◆ PASSAGE PROVIDED
Read more: http://www.foxnews.com/scitech/2011/03/05/exclusive-nasa-scientists-claims-evidence-alien-life-meteorite/#ixzz1FliEP0H1


In what he calls “a very simple process,” Dr. Hoover fractured the meteorite stones under a sterile environment before examining the freshly broken surface with the standard tools of the scientist: a scanning-electron microscope and a field emission electron-scanning microscope, which allowed him to search the stone’s surface for evidence of fossilized remains.
He found the fossilized remains of micro-organisms not so different from ordinary ones found underfoot -- here on earth, that is.
“The exciting thing is that they are in many cases recognizable and can be associated very closely with the generic species here on earth,” Hoover told FoxNews.com. But not all of them. “There are some that are just very strange and don’t look like anything that I’ve been able to identify, and I’ve shown them to many other experts that have also come up stumped.”

◆ SOURCE DATA
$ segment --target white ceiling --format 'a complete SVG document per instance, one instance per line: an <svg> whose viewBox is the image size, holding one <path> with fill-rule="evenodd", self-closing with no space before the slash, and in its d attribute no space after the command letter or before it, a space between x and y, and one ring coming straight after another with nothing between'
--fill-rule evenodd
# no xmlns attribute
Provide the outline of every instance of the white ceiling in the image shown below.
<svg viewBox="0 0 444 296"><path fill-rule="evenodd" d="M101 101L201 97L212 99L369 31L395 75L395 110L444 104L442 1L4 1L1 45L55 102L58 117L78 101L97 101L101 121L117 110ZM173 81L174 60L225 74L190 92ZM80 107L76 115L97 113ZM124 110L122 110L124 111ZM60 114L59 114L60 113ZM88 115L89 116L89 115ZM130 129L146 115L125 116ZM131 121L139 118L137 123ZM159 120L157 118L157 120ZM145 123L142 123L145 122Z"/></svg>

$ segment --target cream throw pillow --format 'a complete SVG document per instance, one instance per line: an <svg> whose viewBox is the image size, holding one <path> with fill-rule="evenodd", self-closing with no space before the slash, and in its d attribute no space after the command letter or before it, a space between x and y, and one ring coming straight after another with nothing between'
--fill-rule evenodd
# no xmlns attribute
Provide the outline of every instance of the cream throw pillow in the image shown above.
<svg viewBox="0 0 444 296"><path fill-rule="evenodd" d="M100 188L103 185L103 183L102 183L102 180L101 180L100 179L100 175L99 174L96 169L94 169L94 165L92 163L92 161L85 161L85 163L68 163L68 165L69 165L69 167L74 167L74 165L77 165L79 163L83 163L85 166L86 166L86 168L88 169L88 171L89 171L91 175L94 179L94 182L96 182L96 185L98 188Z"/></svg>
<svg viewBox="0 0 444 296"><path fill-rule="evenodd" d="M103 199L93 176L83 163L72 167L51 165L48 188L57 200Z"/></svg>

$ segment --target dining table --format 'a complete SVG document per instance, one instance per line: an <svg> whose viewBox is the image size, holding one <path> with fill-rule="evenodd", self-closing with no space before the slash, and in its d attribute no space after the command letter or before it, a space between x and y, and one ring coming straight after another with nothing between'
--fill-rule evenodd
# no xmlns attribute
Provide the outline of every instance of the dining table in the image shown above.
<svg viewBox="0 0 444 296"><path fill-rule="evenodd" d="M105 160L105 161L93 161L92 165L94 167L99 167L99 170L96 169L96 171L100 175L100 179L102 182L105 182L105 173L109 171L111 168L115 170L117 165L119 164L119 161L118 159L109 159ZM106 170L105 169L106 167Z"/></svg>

◆ GOAL OF THE EXERCISE
Can you extract the portion of the meteorite passage between "In what he calls" and "of fossilized remains.", inclusive, copying it word for word?

◆ COMPLETED EXERCISE
In what he calls “a very simple process,” Dr. Hoover fractured the meteorite stones under a sterile environment before examining the freshly broken surface with the standard tools of the scientist: a scanning-electron microscope and a field emission electron-scanning microscope, which allowed him to search the stone’s surface for evidence of fossilized remains.